═════ Exercise material ═════
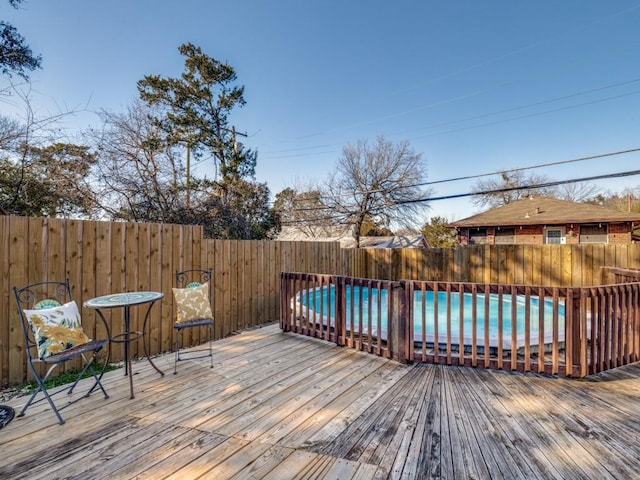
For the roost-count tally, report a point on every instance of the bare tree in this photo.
(42, 173)
(576, 191)
(383, 183)
(509, 186)
(139, 175)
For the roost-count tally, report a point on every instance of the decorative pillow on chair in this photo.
(192, 303)
(56, 329)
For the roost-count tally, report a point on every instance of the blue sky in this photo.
(475, 86)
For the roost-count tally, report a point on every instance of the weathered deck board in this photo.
(281, 406)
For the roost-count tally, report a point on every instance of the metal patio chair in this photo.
(53, 335)
(193, 299)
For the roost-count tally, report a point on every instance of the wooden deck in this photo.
(282, 406)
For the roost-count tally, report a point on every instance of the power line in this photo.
(494, 191)
(519, 169)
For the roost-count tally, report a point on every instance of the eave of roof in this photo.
(547, 211)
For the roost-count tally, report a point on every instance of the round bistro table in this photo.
(125, 301)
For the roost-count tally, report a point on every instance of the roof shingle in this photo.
(544, 210)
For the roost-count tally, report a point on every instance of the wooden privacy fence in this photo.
(105, 257)
(572, 331)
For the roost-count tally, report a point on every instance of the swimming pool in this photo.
(318, 305)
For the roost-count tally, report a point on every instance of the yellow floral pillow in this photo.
(56, 329)
(193, 303)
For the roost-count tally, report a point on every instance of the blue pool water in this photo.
(319, 304)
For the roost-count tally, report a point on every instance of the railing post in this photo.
(402, 314)
(579, 341)
(341, 301)
(284, 295)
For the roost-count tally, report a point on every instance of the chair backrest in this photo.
(36, 296)
(194, 278)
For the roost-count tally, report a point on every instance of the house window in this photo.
(478, 236)
(593, 233)
(505, 236)
(554, 236)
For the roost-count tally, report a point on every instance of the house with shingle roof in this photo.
(543, 220)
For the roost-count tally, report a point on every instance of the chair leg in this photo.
(177, 355)
(211, 344)
(42, 388)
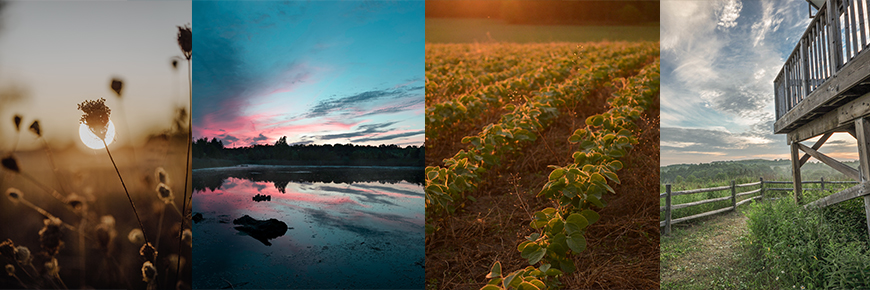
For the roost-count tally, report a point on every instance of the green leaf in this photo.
(495, 271)
(577, 242)
(590, 215)
(537, 255)
(556, 174)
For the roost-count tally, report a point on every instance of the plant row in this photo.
(579, 186)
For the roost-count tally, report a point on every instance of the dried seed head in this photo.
(51, 236)
(162, 177)
(164, 193)
(149, 272)
(22, 255)
(185, 40)
(136, 236)
(148, 251)
(10, 163)
(96, 116)
(117, 85)
(7, 249)
(17, 120)
(187, 237)
(14, 195)
(35, 128)
(51, 267)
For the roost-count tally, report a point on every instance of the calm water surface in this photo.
(350, 227)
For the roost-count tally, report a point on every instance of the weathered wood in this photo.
(833, 163)
(816, 146)
(850, 193)
(796, 171)
(700, 190)
(749, 192)
(669, 210)
(700, 202)
(748, 199)
(847, 77)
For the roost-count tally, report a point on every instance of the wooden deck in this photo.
(828, 69)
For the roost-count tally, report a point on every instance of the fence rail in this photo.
(669, 207)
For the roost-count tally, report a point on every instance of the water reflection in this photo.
(347, 227)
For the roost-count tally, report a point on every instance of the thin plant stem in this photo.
(186, 168)
(142, 227)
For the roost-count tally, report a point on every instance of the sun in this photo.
(91, 140)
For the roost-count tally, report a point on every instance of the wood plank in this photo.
(816, 146)
(700, 202)
(833, 163)
(847, 77)
(850, 193)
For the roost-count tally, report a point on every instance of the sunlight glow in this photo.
(91, 140)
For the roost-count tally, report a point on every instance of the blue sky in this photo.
(719, 60)
(318, 72)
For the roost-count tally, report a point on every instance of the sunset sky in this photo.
(54, 55)
(318, 72)
(719, 60)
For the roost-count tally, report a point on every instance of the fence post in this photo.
(667, 209)
(733, 195)
(761, 179)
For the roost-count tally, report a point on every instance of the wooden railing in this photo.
(669, 207)
(837, 33)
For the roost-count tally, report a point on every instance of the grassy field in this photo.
(459, 30)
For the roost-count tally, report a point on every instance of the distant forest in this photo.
(747, 171)
(212, 153)
(548, 11)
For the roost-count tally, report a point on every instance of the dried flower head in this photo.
(185, 40)
(164, 193)
(7, 249)
(136, 236)
(51, 236)
(14, 195)
(117, 85)
(51, 267)
(149, 272)
(17, 120)
(10, 163)
(161, 175)
(35, 128)
(96, 116)
(22, 255)
(187, 237)
(148, 251)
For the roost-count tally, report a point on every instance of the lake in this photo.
(348, 227)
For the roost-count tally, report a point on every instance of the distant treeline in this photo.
(210, 153)
(747, 170)
(548, 11)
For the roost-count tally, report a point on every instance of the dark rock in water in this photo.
(197, 217)
(262, 230)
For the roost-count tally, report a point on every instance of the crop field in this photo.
(542, 165)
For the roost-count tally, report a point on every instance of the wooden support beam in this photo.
(850, 193)
(816, 146)
(833, 163)
(796, 171)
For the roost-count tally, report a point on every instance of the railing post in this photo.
(761, 180)
(734, 195)
(667, 209)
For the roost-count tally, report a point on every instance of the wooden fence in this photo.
(668, 208)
═════
Problem to solve
Add -14 to every coordinate in the answers, then write out again only the lines from the one with "crop field in this photo." through the end of the records, requests included.

In response
For the roost-count tally, report a point on every instance of the crop field in this photo.
(528, 151)
For the roost-count tally, report a point on every instance of the wooden support beam in this photo.
(836, 179)
(802, 132)
(819, 149)
(782, 157)
For the roost-count tally, report a point on every instance of the railing post in this photo.
(747, 166)
(720, 181)
(653, 195)
For the roost-count tally, report a point on every instance of the wooden fence in this photo.
(654, 194)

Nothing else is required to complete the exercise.